_WHAT IS BEING ASKED_:
Output the portion of the Site Reliability Engineer job posting below that starts at "- Lead efforts" and ends after "Java (Spring MVC)", reproducing it word for word.

_TEXT BLOCK_:

↓↓↓

Site Reliability Engineer
*12-month contract with potential to extend/convert*
Hybrid: 2x a week onsite in Orlando
Optomi, in partnership with our premier client in the entertainment industry, is seeking an experience Site Reliability Engineer to join their team for a hybrid role! The Site Reliability Engineer will thrive in a dynamic, high-energy, and collaborative environment. In this position, they will:
- Engage actively with development and QA teams, product and project managers, and product and business teams.
- Lead efforts in project planning, architectural review, and design, and participate in meetings with various teams.
- Provision, tune, and automate systems and applications, providing administration, maintenance, and support.
Technical Skills Required:
- Cloud Services: AWS Cloud (Fargate, ECS, Lambdas, API Gateways, EC2, S3, ALB/ELB, ElastiCache, EKS, KMS-Secret Manager, VPCs, IAM), Google Cloud Platform (App Engine, Kubernetes (Helm/Tiller), Cloud Functions, Firebase, IAM)
- Infrastructure as Code: Terraform/Atlantis, Rundeck, Chef, Ansible, Vault
- Monitoring and Logging: CloudWatch, Splunk, AppDynamics, ElastiCache, Grafana
- Message Queuing: RabbitMQ, PubSub
- Load Balancers
- Programming Languages: Go, Python, Node.js (Angular.js framework), Java (Spring MVC)

↑↑↑

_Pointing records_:
↓↓↓

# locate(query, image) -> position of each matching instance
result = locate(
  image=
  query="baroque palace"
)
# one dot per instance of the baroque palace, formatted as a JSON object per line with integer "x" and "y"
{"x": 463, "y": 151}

↑↑↑
↓↓↓

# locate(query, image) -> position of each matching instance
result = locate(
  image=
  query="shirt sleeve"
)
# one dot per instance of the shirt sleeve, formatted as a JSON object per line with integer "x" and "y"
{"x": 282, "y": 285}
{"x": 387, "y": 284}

↑↑↑
↓↓↓

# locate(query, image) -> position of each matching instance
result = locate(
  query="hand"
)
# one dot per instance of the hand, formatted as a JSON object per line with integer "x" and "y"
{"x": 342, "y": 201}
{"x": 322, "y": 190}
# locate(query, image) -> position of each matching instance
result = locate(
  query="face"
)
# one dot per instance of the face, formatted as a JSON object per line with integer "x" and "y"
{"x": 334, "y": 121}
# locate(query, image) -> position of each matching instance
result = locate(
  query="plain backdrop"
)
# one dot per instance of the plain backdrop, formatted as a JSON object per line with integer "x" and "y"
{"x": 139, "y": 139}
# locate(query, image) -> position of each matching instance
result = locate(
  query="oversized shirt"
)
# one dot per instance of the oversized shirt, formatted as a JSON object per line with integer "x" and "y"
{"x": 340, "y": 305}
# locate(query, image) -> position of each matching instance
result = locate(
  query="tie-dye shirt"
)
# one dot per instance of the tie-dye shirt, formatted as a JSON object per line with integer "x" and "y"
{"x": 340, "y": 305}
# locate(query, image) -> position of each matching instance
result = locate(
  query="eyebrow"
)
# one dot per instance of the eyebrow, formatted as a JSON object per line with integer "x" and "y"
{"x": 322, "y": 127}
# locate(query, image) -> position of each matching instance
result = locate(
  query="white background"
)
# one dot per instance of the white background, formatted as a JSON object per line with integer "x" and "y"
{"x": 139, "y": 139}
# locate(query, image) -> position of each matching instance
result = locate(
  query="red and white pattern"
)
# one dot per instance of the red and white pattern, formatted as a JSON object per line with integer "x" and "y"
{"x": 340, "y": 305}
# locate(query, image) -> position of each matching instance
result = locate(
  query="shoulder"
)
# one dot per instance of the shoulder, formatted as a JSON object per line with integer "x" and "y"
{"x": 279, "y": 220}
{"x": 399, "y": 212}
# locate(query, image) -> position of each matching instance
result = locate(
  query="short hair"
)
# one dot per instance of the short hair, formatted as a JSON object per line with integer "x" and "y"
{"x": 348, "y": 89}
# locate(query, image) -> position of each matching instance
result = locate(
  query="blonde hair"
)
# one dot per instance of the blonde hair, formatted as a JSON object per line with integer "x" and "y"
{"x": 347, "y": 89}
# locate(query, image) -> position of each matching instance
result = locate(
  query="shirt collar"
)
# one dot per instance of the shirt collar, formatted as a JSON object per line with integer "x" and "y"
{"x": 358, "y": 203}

↑↑↑

_COMPLETE RESPONSE_:
- Lead efforts in project planning, architectural review, and design, and participate in meetings with various teams.
- Provision, tune, and automate systems and applications, providing administration, maintenance, and support.
Technical Skills Required:
- Cloud Services: AWS Cloud (Fargate, ECS, Lambdas, API Gateways, EC2, S3, ALB/ELB, ElastiCache, EKS, KMS-Secret Manager, VPCs, IAM), Google Cloud Platform (App Engine, Kubernetes (Helm/Tiller), Cloud Functions, Firebase, IAM)
- Infrastructure as Code: Terraform/Atlantis, Rundeck, Chef, Ansible, Vault
- Monitoring and Logging: CloudWatch, Splunk, AppDynamics, ElastiCache, Grafana
- Message Queuing: RabbitMQ, PubSub
- Load Balancers
- Programming Languages: Go, Python, Node.js (Angular.js framework), Java (Spring MVC)